- What is being asked -
Reproduce all of the lines below with every occurrence of "point" replaced by "marker", leaving everything else unchanged. Omit the pictures from your answer.

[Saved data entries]
>> Begin

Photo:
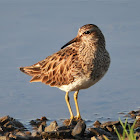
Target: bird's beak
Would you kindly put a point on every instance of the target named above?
(76, 39)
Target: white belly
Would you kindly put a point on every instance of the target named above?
(81, 83)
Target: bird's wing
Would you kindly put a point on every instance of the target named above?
(55, 70)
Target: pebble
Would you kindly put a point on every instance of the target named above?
(12, 129)
(51, 127)
(79, 129)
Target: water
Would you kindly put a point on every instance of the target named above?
(32, 30)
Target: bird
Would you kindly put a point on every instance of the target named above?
(78, 65)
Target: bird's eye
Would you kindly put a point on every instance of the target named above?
(87, 32)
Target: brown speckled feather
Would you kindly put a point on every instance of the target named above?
(56, 69)
(83, 57)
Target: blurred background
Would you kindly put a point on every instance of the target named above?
(32, 30)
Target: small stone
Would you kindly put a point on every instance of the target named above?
(79, 129)
(41, 128)
(43, 118)
(51, 127)
(109, 123)
(3, 138)
(35, 133)
(99, 131)
(96, 124)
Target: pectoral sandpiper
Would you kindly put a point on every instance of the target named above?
(79, 64)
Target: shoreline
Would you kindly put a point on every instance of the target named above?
(12, 129)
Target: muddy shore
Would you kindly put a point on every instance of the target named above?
(12, 129)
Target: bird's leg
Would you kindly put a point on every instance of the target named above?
(68, 104)
(76, 104)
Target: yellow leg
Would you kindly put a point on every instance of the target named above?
(68, 104)
(76, 104)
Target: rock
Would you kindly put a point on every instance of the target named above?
(110, 123)
(96, 124)
(51, 127)
(41, 128)
(79, 129)
(98, 132)
(9, 124)
(3, 138)
(62, 134)
(59, 128)
(36, 123)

>> End

- Written solution -
Photo:
Target: bird's beak
Would you kindly put a marker on every instance of the target named above?
(76, 39)
Target: white belly
Would you kindly put a marker on every instance of the target named above?
(81, 83)
Target: bird's wing
Would you kindly put a marker on every instance of the target named above?
(55, 70)
Target: pebble
Would you kindly put a marker on every instance of the target named above?
(12, 129)
(51, 127)
(79, 129)
Target: water
Would you kindly put a marker on every instance of the target named above?
(32, 30)
Target: bird
Would you kindly put a marker on every instance of the target named above?
(78, 65)
Target: bird's eye
Would you kindly put a marker on every instance of the target named above?
(87, 32)
Target: brown speckled feather
Would you kindly put a marker on every instance of the target named above?
(56, 69)
(83, 57)
Target: blurred background
Would you kindly put a marker on every instance of the target named above?
(32, 30)
Target: small stone
Would you kindly put a marker on every instance of the target named above?
(79, 129)
(41, 128)
(43, 118)
(51, 127)
(109, 123)
(3, 138)
(35, 133)
(99, 131)
(96, 124)
Target: pectoral sandpiper
Would you kindly put a marker on every instance of the target named above?
(79, 64)
Target: shoreline
Would you kindly put a marker on every instance of the target named above?
(12, 129)
Target: muddy shore
Would you kindly put a marker on every instance of the target named above?
(12, 129)
Target: bird's leg
Would you kindly put a marker on every instance of the target named above?
(68, 104)
(76, 104)
Target: yellow leg
Would you kindly put a marker on every instance of the target named above?
(68, 104)
(76, 104)
Target: rock
Would you kindly put a marker on every instance of the target named above?
(110, 123)
(96, 124)
(51, 127)
(41, 128)
(79, 129)
(98, 132)
(9, 124)
(3, 138)
(62, 134)
(59, 128)
(36, 123)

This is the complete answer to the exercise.